### Brano fornito
▬▬▬▬▬▬

I comportamenti prosociali sono considerati fondamentali per l’adattamento, perché promuovono la cooperazione e la coesione tra i gruppi. Il comportamento prosociale viene definito come “un comportamento volontario destinato a beneficio di un altro”. Si tratta di qualcosa di diverso rispetto a una risposta affettiva alla sofferenza dell’altro, come ad esempio la preoccupazione, ed è anche differente rispetto una risposta cognitiva che comporta ad esempio l’assumere la prospettiva dell’altro, cose che possono portare o meno ad azioni che hanno lo scopo di dare un beneficio all’altro. Il comportamento prosociale può essere motivato dall’altruismo, senza nessuna aspettativa di ricompensa o tornaconto personale, ma può anche nascere da motivazioni non altruistiche, come il rispetto di alcune regole o norme sociali, l’aderire a un senso di giustizia o migliorare la propria reputazione.
Come può la mindfulness migliorare il comportamento prosociale?

▬▬▬▬▬▬

### Materiale estratto
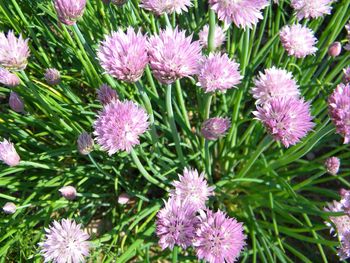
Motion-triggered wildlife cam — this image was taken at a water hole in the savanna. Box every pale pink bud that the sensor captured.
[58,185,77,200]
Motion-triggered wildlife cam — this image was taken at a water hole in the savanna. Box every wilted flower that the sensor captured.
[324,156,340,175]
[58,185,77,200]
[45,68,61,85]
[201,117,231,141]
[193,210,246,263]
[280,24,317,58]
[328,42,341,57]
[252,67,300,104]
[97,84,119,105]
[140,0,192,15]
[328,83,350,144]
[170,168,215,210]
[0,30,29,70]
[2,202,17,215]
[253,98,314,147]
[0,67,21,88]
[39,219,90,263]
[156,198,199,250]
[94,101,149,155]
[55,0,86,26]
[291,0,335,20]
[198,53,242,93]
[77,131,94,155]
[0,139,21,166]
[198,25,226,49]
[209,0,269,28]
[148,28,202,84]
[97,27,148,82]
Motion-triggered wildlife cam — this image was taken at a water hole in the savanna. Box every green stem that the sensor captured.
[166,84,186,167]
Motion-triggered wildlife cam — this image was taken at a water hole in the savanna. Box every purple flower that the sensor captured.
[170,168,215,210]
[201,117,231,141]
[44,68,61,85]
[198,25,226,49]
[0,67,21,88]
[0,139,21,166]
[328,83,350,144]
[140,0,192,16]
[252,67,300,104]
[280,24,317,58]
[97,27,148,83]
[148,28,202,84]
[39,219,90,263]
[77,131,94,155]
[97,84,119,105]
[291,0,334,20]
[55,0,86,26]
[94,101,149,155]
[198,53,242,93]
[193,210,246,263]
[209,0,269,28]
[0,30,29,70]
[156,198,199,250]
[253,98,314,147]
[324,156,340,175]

▬▬▬▬▬▬

### Compiti da svolgere
1. Riscrivi la parte del brano sul comportamento prosociale che comincia con "I comportamenti prosociali" e prosegue fino a "la propria reputazione.", sostituendo "cooperazione" con "collaborazione".
2. Prosegui il brano sul comportamento prosociale e la mindfulness a partire dall'ultima frase riportata.

### Risultati per compito
1.
I comportamenti prosociali sono considerati fondamentali per l’adattamento, perché promuovono la collaborazione e la coesione tra i gruppi. Il comportamento prosociale viene definito come “un comportamento volontario destinato a beneficio di un altro”. Si tratta di qualcosa di diverso rispetto a una risposta affettiva alla sofferenza dell’altro, come ad esempio la preoccupazione, ed è anche differente rispetto una risposta cognitiva che comporta ad esempio l’assumere la prospettiva dell’altro, cose che possono portare o meno ad azioni che hanno lo scopo di dare un beneficio all’altro. Il comportamento prosociale può essere motivato dall’altruismo, senza nessuna aspettativa di ricompensa o tornaconto personale, ma può anche nascere da motivazioni non altruistiche, come il rispetto di alcune regole o norme sociali, l’aderire a un senso di giustizia o migliorare la propria reputazione.

2.
Rispetto a questo esistono diverse teorie che hanno analizzato i meccanismi attraverso i quali la mindfulness può favorire il comportamento prosociale da più punti di vista.
L’attenzione gioca un ruolo importante, la mindfulness aumenta la capacità di una persona di sostenere e dirigere intenzionalmente la propria attenzione. Nei contesti sociali, migliori capacità attentive possono aumentare la probabilità che una persona osservi i bisogni degli altri e diventa più probabile la sua risposta a questi bisogni. In secondo luogo le pratiche di mindfulness sono associate a una maggior consapevolezza delle sensazioni corporee. Esistono delle evidenze che durante i training di meditazione aumenta l’attività dell’insula, una regione del cervello coinvolta nella consapevolezza interocettiva, cioè la sensibilità nei confronti delle informazioni e degli stimoli interni del corpo, l’insula è anche coinvolta nell’elaborazione delle esperienze emotive altrui. Questo sta a significare che la maggior consapevolezza interocettiva può aumentare la consapevolezza dei bisogni degli altri nel contesto sociale.
Terzo, la mindfulness può migliorare la regolazione degli affetti, nel senso che quando l’esperienza di emozioni negative, come lo stress, viene messa a confronto con la sofferenza di qualcun altro, saranno più probabili delle risposte compassionevoli e flessibili che faciliteranno una risposta interpersonale di calore e gentilezza.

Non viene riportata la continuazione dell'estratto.